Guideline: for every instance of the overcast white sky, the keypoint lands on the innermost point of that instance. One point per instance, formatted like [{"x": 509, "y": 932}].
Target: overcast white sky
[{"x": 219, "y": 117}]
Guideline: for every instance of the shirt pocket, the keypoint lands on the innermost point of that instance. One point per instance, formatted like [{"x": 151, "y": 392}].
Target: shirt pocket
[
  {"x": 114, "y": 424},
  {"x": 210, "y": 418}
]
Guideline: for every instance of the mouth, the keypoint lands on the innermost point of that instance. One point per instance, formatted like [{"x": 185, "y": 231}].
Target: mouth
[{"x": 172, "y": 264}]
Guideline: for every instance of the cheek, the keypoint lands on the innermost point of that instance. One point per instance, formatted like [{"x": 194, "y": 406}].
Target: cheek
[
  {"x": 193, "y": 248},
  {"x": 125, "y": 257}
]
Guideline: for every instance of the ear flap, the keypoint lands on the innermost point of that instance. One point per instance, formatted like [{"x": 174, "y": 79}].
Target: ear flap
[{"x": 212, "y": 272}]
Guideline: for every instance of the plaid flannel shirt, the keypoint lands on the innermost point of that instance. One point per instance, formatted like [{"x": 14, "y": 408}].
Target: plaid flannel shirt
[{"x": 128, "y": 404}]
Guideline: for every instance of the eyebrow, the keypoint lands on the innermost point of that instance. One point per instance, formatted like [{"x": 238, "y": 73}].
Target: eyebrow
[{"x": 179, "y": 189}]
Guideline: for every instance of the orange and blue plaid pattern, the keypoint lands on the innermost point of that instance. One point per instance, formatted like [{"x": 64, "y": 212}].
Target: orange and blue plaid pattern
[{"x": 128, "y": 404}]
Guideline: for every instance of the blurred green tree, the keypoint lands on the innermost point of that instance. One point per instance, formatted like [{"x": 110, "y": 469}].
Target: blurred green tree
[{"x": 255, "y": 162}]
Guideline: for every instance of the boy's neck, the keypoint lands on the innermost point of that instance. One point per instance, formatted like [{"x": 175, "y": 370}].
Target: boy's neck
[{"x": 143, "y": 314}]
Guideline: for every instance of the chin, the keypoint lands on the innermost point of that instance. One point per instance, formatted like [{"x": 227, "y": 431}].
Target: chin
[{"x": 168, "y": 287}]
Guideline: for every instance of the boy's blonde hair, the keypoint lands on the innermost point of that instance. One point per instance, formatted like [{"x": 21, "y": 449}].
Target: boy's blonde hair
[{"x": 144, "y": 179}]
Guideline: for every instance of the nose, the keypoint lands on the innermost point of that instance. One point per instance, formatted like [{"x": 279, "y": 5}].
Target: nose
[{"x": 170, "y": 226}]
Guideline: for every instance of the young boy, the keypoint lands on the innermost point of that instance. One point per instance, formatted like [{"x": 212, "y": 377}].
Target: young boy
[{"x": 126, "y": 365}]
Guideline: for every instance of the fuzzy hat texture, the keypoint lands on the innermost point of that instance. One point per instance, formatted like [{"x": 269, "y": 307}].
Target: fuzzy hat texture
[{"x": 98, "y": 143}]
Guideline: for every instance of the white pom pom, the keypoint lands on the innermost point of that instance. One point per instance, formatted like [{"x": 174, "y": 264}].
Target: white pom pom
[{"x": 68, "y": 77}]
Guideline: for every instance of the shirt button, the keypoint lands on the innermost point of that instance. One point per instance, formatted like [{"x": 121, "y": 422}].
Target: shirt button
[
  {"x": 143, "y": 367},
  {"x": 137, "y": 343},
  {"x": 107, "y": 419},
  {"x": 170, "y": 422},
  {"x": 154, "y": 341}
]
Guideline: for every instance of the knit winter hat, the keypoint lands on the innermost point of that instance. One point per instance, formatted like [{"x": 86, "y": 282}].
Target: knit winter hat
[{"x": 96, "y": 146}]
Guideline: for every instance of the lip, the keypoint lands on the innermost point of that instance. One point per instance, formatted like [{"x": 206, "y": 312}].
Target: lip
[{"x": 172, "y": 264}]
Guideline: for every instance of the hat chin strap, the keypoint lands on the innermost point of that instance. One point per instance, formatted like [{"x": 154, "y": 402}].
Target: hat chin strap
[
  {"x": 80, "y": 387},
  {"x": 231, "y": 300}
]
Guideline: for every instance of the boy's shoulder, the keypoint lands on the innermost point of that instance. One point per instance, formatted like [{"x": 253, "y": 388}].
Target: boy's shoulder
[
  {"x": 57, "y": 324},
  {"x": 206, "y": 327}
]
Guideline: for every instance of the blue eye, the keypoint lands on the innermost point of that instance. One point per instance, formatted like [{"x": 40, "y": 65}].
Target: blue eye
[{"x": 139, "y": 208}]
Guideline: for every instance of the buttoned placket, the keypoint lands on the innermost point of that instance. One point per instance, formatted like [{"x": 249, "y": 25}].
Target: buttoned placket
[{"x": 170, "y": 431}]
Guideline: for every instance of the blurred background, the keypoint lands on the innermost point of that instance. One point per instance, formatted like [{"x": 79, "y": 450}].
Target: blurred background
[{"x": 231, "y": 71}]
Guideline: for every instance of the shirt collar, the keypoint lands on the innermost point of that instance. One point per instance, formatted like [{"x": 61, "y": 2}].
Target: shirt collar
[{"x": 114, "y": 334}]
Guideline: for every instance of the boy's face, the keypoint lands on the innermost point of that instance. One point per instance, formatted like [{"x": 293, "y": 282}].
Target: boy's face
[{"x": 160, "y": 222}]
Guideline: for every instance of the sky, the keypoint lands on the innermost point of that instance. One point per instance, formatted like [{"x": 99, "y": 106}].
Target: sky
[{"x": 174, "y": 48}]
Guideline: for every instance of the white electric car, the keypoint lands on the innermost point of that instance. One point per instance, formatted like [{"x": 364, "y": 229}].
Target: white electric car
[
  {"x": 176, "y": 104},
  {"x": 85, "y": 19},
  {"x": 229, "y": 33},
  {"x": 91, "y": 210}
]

###

-- EXERCISE BRIEF --
All of the entries need to be reproduced exactly; please write them out.

-- PROBLEM SOLUTION --
Guideline: for every instance of the overcast white sky, the keypoint lands on the innermost point of that instance. One point per instance, formatted like [{"x": 509, "y": 932}].
Target: overcast white sky
[{"x": 219, "y": 117}]
Guideline: for every instance of the shirt pocket, the keypoint lands on the innermost point of that instance. One point per instance, formatted like [{"x": 151, "y": 392}].
Target: shirt pocket
[
  {"x": 114, "y": 424},
  {"x": 210, "y": 418}
]
Guideline: for every instance of the mouth, the keypoint lands on the innermost point of that instance. One point per instance, formatted like [{"x": 185, "y": 231}].
Target: mouth
[{"x": 172, "y": 264}]
Guideline: for every instance of the cheek, the keypoint lands on the innermost point of that instance. One point per instance, formatted like [{"x": 194, "y": 406}].
Target: cheek
[
  {"x": 193, "y": 248},
  {"x": 125, "y": 257}
]
Guideline: for every instance of the ear flap, the keypoint lands on the innermost point of that instance. One point per instance, formatted like [{"x": 174, "y": 79}].
Target: ear flap
[{"x": 212, "y": 272}]
Guideline: for every instance of the plaid flannel shirt, the keypoint lands on the innermost point of that instance. One point per instance, formatted like [{"x": 14, "y": 408}].
Target: plaid flannel shirt
[{"x": 128, "y": 404}]
Guideline: for every instance of the eyebrow, the keypoint lands on the innermost point of that instance. One point per instance, formatted like [{"x": 238, "y": 73}].
Target: eyebrow
[{"x": 179, "y": 189}]
Guideline: for every instance of the orange and blue plaid pattern, the keypoint lands on the innermost point of that instance. One point per instance, formatted like [{"x": 64, "y": 212}].
Target: orange and blue plaid pattern
[{"x": 128, "y": 404}]
Guideline: for every instance of the blurred green tree, the keypoint lands on the innermost point of that instance. One point per instance, formatted like [{"x": 110, "y": 469}].
Target: blurred green tree
[{"x": 255, "y": 162}]
Guideline: for every instance of the boy's neck, the keypoint lands on the innermost point of that instance. One point per instance, formatted like [{"x": 175, "y": 370}].
Target: boy's neck
[{"x": 143, "y": 314}]
Guideline: for every instance of the chin, the keypoint lands on the innermost point of that instance. One point per instance, formatted like [{"x": 227, "y": 431}].
Target: chin
[{"x": 168, "y": 287}]
Guideline: for every instance of the boy's blonde hair, the keypoint lands on the innermost point of that instance. One point per instance, formatted like [{"x": 21, "y": 449}].
Target: boy's blonde hair
[{"x": 144, "y": 179}]
Guideline: for every instance of the nose, the keypoint lands on the innermost point of that instance. One point per instance, formatted like [{"x": 279, "y": 5}].
Target: nose
[{"x": 170, "y": 226}]
Guideline: for every instance of the young boy, the keypoint lands on the innermost point of that instance. One point per instance, formatted like [{"x": 212, "y": 377}].
Target: young boy
[{"x": 126, "y": 365}]
Guideline: for every instance of the fuzzy hat texture, the keypoint lands on the innermost point of that instance. One point per instance, formatted like [{"x": 269, "y": 307}].
Target: fuzzy hat texture
[{"x": 98, "y": 143}]
Guideline: for every instance of the white pom pom, the keypoint lands on the innermost point of that instance. One point per instance, formatted like [{"x": 174, "y": 264}].
Target: white pom pom
[{"x": 68, "y": 77}]
Guideline: for every instance of the shirt button, the keypoint lands on the innermost point of that instance. One point per instance, formatted like [{"x": 121, "y": 422}].
Target: shirt button
[
  {"x": 143, "y": 367},
  {"x": 137, "y": 343},
  {"x": 107, "y": 419},
  {"x": 170, "y": 422},
  {"x": 154, "y": 341}
]
Guideline: for every instance of the knit winter hat, the keypoint lands on the innermost point of that instance. One point per instance, formatted like [{"x": 86, "y": 282}].
Target: knit winter hat
[{"x": 96, "y": 146}]
Guideline: for every instance of the lip, the keypoint lands on the innermost point of that instance. One point per instance, formatted like [{"x": 206, "y": 312}].
Target: lip
[{"x": 172, "y": 264}]
Guideline: for every instance of the hat chin strap, the keypoint lands on the innermost point of that instance. One point per instance, formatted like [{"x": 154, "y": 402}].
Target: hat chin strap
[
  {"x": 80, "y": 387},
  {"x": 231, "y": 300}
]
Guideline: for every instance of the boy's shoulder, the keypoint lands on the innermost point of that instance. One point per instance, formatted like [{"x": 253, "y": 388}].
Target: boy's shoulder
[
  {"x": 57, "y": 324},
  {"x": 206, "y": 327}
]
Guideline: for every instance of the blue eye, the keypoint lands on the innermost point of that instance. One point per instance, formatted like [{"x": 40, "y": 65}].
Target: blue eye
[{"x": 139, "y": 208}]
Guideline: for every instance of the buttoned placket, the keypoint lands on the innermost point of that instance. One point per instance, formatted like [{"x": 249, "y": 25}].
Target: buttoned placket
[{"x": 170, "y": 431}]
Guideline: for every instance of the blurred background, the keypoint lands on the innermost point of that instance. One point per instance, formatted like [{"x": 79, "y": 450}].
Target: blurred background
[{"x": 231, "y": 71}]
Guideline: for every instance of the shirt collar, the keypoint lands on the innermost point of that instance. One point per instance, formatted like [{"x": 61, "y": 2}].
Target: shirt collar
[{"x": 114, "y": 334}]
Guideline: for every instance of the boy's face, the keypoint lands on the innermost point of that instance. One point per instance, formatted like [{"x": 293, "y": 282}].
Target: boy's face
[{"x": 160, "y": 222}]
Guideline: for every instance of the sky, the keypoint lands on the innermost point of that instance. One point per instance, formatted like [{"x": 99, "y": 106}].
Target: sky
[{"x": 174, "y": 48}]
Guideline: for every instance of the white electric car, the keypoint lands on the innermost point of that instance. One point per instance, formatted like [{"x": 364, "y": 229}].
Target: white electric car
[
  {"x": 176, "y": 104},
  {"x": 85, "y": 19},
  {"x": 229, "y": 33},
  {"x": 91, "y": 210}
]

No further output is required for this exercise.